#### Page text:
....................

This season of COVID-19, then, ought to be an important time to appreciate the value of outdoor sports (and a great opportunity for outdoor writing). And, I expect, it will be. Come April and the start of Vermont’s open trout season, and then the start of turkey season in May, and pike fishing in June, I hope to have plenty to do, and plenty to write about. But that doesn’t mean that these sports are unaffected. And it definitely doesn’t mean that the professionals who work in these sports are unaffected.
I’ll admit that I was feeling a little sorry for myself when all my travel plans for April and May started crumbling. I had been invited to speak at a creative writing conference in western Michigan on a Friday and Saturday in mid-April, with a computer science lecture at the sponsoring college on Monday. That left Sunday free, and I’d put down a deposit for a day of steelhead fishing with my cousin on a Lake Michigan tributary famous for its steelhead and trophy brown trout. That trip, of course, has been canceled.
Before I could sink too deeply into self-pity, however, I received an e-mail from another fishing guide canceling all of his trips for the foreseeable future. Fishing guides are self-employed. They get paid by clients when they take trips. Canceling all his guided trips for the foreseeable future means canceling his source of income for the foreseeable future. 
That is the story of guides all over the country. I also received a personal e-mail from my friend who runs a lodge in rural Alaska, off the road system. I assumed that in his village, with a year-round population of 180 and the only connections to the outside world coming through little twin-engine planes making deliveries from Anchorage, that life would continue as normal. I was wrong. The church in town, just like churches across the lower 48, was not meeting. In a village with no doctors, and only a tiny medical clinic with a staff of one, the risk is too great. What of his summer business of running a wilderness lodge? It pays all their expenses for the year — including bills for three kids, with two more to come. That’s all a great uncertainty. Will anybody be able to travel to Alaska this summer? Stay in a lodge?
At the end of January, I had a short trip to Arkansas to write a magazine story. This week I called up the guide I had worked with there to ask a couple questions and make sure I got my facts correct. To my surprise, he said he was still taking clients out on the river. He guides out of long john boats, with well over six feet between him and his clients. He said being outdoors in a rural area has been great during this period of social distancing. The lodge where he works has all private cabins. No shared door handles or table surfaces. To date, therefore, they have been able to remain open. The lodge’s famous restaurant, however, had to close. No work for those staff. And even if the lodge is able to remain open, customers like me who would have come in from afar to fish likely won’t be coming. As the orders to “shelter in place” increase, even the local customers might disappear.
Living in Addison County, we have an advantage that the majority of others in our country don’t have: we can step out our front doors and be in the Great Outdoors. Hiking the T.A.M., paddling Otter Creek, or biking some dirt road are never more than a stone’s throw away. Fishing can be found within a few throws of a stone. And in the weeks to come, I hope to continue writing about those things. Maybe I’ll write about them as though everything was normal. Maybe I’ll need that imaginative break from the new reality.
But before any pretense that I could continue outdoor sports as though nothing had happened, I needed to acknowledge how everybody is impacted. And I won’t be asking my guide in Michigan for my deposit back.

....................

#### Data extract:
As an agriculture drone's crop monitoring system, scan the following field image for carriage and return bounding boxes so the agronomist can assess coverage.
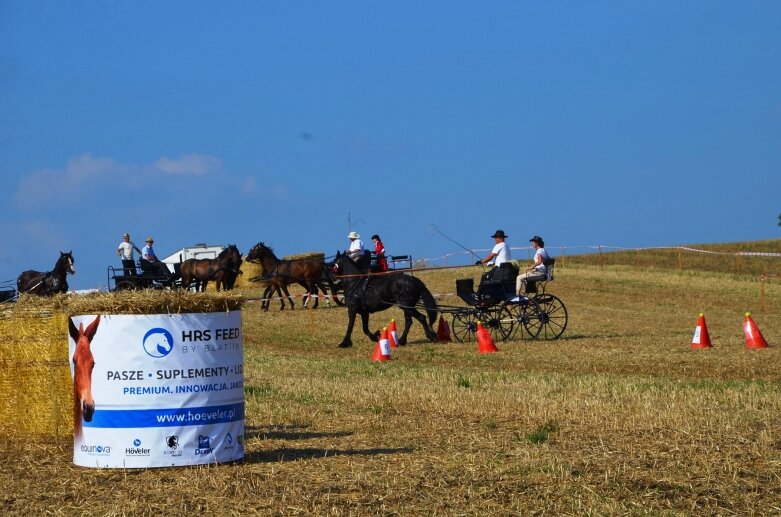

....................

#### What you need to do:
1. From the essay on outdoor sports during COVID-19, list every outdoor activity it names as close at hand for people living in Addison County.
2. According to the essay on outdoor sports during COVID-19, what is the year-round population of the Alaska village where the writer's friend runs a lodge?
3. Decide whether each statement agrees with the essay on outdoor sports during COVID-19. Answer yes or no, and quote the words from the essay that decide it.
(a) The guide in Arkansas had stopped taking clients out on the river.
(b) The famous restaurant at the Arkansas lodge had to close.
(c) The writer plans to ask the guide in Michigan to return the deposit.

#### Responses to the tasks:
1.
- Hiking the T.A.M.
- Paddling Otter Creek
- Biking some dirt road
- Fishing

2. 180 people.

3.
(a) No: "he said he was still taking clients out on the river."
(b) Yes: "The lodge’s famous restaurant, however, had to close."
(c) No: "And I won’t be asking my guide in Michigan for my deposit back."